● **Problem**: Reproduce the entries below in full, word for word.

┄┄┄┄┄┄┄┄┄┄┄┄┄┄┄┄┄┄┄┄

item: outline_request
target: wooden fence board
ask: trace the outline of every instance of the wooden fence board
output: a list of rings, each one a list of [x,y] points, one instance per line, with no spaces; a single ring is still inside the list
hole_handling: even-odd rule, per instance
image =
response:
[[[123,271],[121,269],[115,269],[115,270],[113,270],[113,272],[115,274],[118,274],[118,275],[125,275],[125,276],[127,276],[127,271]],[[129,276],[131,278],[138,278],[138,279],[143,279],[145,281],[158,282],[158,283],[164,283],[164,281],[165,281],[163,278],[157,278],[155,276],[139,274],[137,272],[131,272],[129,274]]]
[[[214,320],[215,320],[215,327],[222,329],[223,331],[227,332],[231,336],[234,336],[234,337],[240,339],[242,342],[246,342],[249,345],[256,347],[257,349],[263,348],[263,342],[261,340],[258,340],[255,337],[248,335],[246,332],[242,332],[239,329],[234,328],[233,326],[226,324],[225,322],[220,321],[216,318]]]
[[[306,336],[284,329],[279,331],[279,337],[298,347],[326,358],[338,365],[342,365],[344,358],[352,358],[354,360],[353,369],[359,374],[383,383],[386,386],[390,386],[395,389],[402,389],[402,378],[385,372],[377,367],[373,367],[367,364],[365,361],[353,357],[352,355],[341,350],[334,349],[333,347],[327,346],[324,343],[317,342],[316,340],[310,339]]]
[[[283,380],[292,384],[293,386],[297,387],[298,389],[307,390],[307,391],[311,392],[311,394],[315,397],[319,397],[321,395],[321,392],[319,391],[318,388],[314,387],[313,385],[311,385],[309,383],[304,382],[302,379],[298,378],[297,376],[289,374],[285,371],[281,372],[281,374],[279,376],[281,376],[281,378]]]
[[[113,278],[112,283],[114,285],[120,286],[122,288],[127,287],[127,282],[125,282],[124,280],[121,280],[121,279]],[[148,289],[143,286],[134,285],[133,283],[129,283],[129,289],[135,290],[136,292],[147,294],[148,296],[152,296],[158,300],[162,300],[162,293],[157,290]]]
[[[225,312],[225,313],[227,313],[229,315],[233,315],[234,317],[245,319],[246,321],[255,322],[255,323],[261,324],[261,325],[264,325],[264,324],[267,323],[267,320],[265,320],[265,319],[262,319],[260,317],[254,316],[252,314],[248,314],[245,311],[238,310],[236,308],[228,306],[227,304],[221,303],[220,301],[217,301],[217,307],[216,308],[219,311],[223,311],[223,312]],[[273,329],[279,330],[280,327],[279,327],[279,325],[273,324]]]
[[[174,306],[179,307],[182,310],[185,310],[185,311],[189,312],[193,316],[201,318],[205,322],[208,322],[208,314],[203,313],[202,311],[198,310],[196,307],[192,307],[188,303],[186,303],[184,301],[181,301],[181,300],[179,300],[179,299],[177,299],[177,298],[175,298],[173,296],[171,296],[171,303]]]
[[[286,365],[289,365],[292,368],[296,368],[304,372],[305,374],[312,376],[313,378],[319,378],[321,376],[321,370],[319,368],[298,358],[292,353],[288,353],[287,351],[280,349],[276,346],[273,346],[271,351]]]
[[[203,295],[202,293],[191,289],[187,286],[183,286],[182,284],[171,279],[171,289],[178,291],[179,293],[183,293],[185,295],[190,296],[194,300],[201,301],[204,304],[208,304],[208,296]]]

┄┄┄┄┄┄┄┄┄┄┄┄┄┄┄┄┄┄┄┄

● **Completed exercise**:
item: outline_request
target: wooden fence board
ask: trace the outline of every instance of the wooden fence board
output: a list of rings, each one a list of [x,y] points, one instance per line, with no spaces; a single ring is still inside the list
hole_handling: even-odd rule, per instance
image =
response:
[[[123,271],[121,269],[115,269],[115,270],[113,270],[113,272],[115,274],[118,274],[118,275],[125,275],[125,276],[127,276],[127,271]],[[129,276],[131,278],[138,278],[138,279],[143,279],[145,281],[158,282],[158,283],[164,283],[164,281],[165,281],[163,278],[157,278],[155,276],[139,274],[137,272],[131,272],[129,274]]]
[[[214,320],[215,320],[215,327],[222,329],[223,331],[227,332],[231,336],[234,336],[234,337],[240,339],[242,342],[246,342],[249,345],[256,347],[257,349],[263,348],[263,342],[261,340],[258,340],[255,337],[248,335],[246,332],[242,332],[239,329],[234,328],[233,326],[226,324],[225,322],[220,321],[216,318]]]
[[[306,336],[284,329],[279,331],[279,337],[298,347],[326,358],[338,365],[342,365],[344,358],[352,358],[354,360],[353,369],[359,374],[383,383],[386,386],[390,386],[395,389],[402,389],[402,378],[385,372],[377,367],[373,367],[367,364],[365,361],[353,357],[352,355],[341,350],[334,349],[333,347],[327,346],[324,343],[317,342],[316,340],[310,339]]]
[[[283,380],[292,384],[293,386],[297,387],[298,389],[307,390],[307,391],[311,392],[311,394],[315,397],[319,397],[321,395],[321,392],[319,391],[318,388],[314,387],[313,385],[311,385],[309,383],[304,382],[302,379],[298,378],[297,376],[289,374],[285,371],[281,372],[281,374],[279,376],[281,376],[281,378]]]
[[[113,278],[112,283],[114,285],[120,286],[122,288],[127,287],[127,282],[125,282],[124,280],[121,280],[121,279]],[[148,289],[143,286],[134,285],[133,283],[129,283],[129,289],[135,290],[136,292],[147,294],[148,296],[152,296],[158,300],[162,300],[162,293],[157,290]]]
[[[225,312],[225,313],[227,313],[229,315],[233,315],[234,317],[245,319],[246,321],[255,322],[255,323],[261,324],[261,325],[264,325],[264,324],[267,323],[267,320],[265,320],[265,319],[262,319],[260,317],[254,316],[252,314],[248,314],[245,311],[238,310],[236,308],[228,306],[227,304],[221,303],[220,301],[217,301],[217,307],[216,308],[219,311],[223,311],[223,312]],[[273,329],[279,330],[280,327],[279,327],[279,325],[273,324]]]
[[[174,306],[179,307],[182,310],[185,310],[185,311],[189,312],[193,316],[201,318],[205,322],[208,322],[208,314],[203,313],[202,311],[198,310],[196,307],[192,307],[188,303],[186,303],[184,301],[181,301],[181,300],[179,300],[179,299],[177,299],[177,298],[175,298],[173,296],[171,296],[171,303]]]
[[[286,365],[289,365],[292,368],[296,368],[304,372],[305,374],[312,376],[313,378],[319,378],[321,376],[321,370],[319,368],[298,358],[292,353],[288,353],[287,351],[280,349],[276,346],[273,346],[271,351]]]
[[[203,295],[202,293],[191,289],[187,286],[183,286],[182,284],[171,279],[171,289],[178,291],[179,293],[183,293],[185,295],[190,296],[194,300],[201,301],[204,304],[208,304],[208,296]]]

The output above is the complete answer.